→ **The request**
Only the lines from the one containing "Please provide the mask of every instance of the tire." through the end of the material are to be echoed, each exactly as it appears.

→ **The data**

■ ■ ■ ■

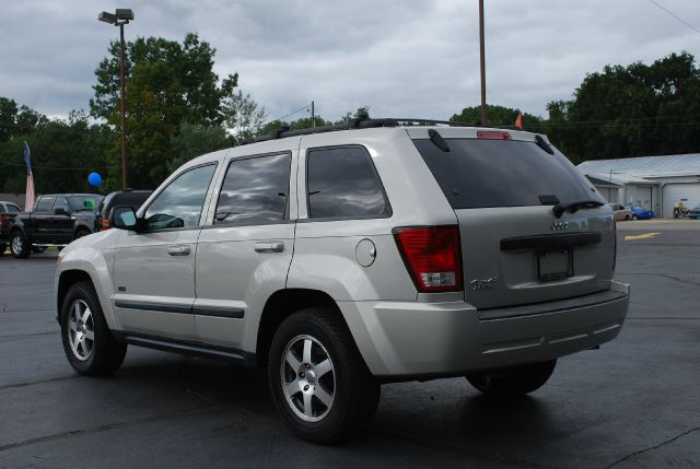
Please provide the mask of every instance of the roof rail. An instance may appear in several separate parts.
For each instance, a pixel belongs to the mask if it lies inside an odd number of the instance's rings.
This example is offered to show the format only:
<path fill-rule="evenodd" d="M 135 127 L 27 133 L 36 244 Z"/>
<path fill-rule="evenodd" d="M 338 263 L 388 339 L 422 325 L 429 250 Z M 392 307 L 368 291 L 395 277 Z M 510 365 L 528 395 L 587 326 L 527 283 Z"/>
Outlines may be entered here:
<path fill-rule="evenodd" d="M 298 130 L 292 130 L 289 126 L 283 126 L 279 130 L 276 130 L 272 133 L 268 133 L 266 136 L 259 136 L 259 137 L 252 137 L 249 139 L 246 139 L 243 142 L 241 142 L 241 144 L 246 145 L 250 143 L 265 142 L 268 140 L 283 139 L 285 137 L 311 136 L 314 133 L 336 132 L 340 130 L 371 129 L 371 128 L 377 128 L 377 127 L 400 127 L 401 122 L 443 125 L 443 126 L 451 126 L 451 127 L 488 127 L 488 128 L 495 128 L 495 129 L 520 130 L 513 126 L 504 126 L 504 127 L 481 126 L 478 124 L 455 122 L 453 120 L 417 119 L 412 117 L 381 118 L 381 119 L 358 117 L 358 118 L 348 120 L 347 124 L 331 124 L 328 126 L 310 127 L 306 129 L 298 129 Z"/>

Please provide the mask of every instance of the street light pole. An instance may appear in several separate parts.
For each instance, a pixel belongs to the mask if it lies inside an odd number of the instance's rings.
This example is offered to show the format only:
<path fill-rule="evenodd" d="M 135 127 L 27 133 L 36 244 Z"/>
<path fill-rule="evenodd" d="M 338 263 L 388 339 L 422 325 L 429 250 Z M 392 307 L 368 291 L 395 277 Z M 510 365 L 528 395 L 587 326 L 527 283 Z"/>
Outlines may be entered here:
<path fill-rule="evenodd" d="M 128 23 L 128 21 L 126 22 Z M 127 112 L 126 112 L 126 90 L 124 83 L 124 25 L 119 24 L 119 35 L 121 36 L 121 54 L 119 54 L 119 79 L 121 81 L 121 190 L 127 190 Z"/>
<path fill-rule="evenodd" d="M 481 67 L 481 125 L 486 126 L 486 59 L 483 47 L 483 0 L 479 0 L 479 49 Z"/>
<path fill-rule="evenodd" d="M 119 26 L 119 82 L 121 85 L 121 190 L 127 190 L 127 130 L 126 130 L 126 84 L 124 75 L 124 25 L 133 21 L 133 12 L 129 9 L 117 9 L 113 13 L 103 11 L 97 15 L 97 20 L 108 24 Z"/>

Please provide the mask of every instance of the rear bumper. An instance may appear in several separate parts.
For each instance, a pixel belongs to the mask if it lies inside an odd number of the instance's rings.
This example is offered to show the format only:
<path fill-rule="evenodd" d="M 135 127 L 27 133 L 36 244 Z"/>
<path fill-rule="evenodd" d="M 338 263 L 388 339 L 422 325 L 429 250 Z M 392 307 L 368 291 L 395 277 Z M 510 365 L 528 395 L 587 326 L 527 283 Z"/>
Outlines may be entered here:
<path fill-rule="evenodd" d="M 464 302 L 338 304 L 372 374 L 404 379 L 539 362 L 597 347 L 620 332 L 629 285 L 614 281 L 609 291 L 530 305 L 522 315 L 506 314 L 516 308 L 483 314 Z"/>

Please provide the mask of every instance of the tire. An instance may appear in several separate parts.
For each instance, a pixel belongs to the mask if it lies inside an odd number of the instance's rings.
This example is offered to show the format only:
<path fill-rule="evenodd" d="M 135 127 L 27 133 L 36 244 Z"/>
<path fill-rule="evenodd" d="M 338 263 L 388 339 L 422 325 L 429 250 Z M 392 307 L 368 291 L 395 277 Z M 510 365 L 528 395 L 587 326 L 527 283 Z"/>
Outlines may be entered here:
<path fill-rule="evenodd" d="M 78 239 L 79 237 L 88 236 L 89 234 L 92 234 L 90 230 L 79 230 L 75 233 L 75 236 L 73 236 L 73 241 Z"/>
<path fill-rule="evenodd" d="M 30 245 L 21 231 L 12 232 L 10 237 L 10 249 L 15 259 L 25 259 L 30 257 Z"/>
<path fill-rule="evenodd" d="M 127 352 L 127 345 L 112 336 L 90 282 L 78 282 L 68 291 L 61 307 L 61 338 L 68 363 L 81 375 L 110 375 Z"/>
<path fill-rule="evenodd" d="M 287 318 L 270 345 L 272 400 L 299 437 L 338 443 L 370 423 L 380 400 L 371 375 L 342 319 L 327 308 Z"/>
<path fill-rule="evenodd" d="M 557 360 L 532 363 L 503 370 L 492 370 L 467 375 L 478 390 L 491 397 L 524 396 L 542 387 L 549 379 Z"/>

■ ■ ■ ■

→ **Output**
Please provide the mask of every instance of the tire. An instance may appear in several separate parts.
For each instance, a pixel belongs to the mask if it lies inside an odd number of the instance's rings.
This example is offered to show the format only:
<path fill-rule="evenodd" d="M 135 127 L 27 133 L 36 244 Z"/>
<path fill-rule="evenodd" d="M 338 263 L 388 339 L 422 325 L 429 250 Z M 392 307 L 368 291 L 395 277 Z M 510 365 L 528 395 L 587 326 L 527 283 Z"/>
Outlines may be entered here:
<path fill-rule="evenodd" d="M 78 239 L 79 237 L 88 236 L 89 234 L 92 234 L 90 230 L 79 230 L 75 233 L 75 236 L 73 236 L 73 241 Z"/>
<path fill-rule="evenodd" d="M 30 245 L 21 231 L 12 232 L 10 237 L 10 249 L 15 259 L 25 259 L 30 257 Z"/>
<path fill-rule="evenodd" d="M 127 352 L 127 345 L 112 336 L 90 282 L 78 282 L 68 291 L 61 307 L 61 338 L 68 363 L 81 375 L 110 375 Z"/>
<path fill-rule="evenodd" d="M 287 318 L 270 345 L 272 400 L 299 437 L 338 443 L 370 423 L 380 400 L 371 375 L 342 319 L 327 308 Z"/>
<path fill-rule="evenodd" d="M 557 360 L 532 363 L 503 370 L 492 370 L 467 375 L 478 390 L 491 397 L 524 396 L 542 387 L 549 379 Z"/>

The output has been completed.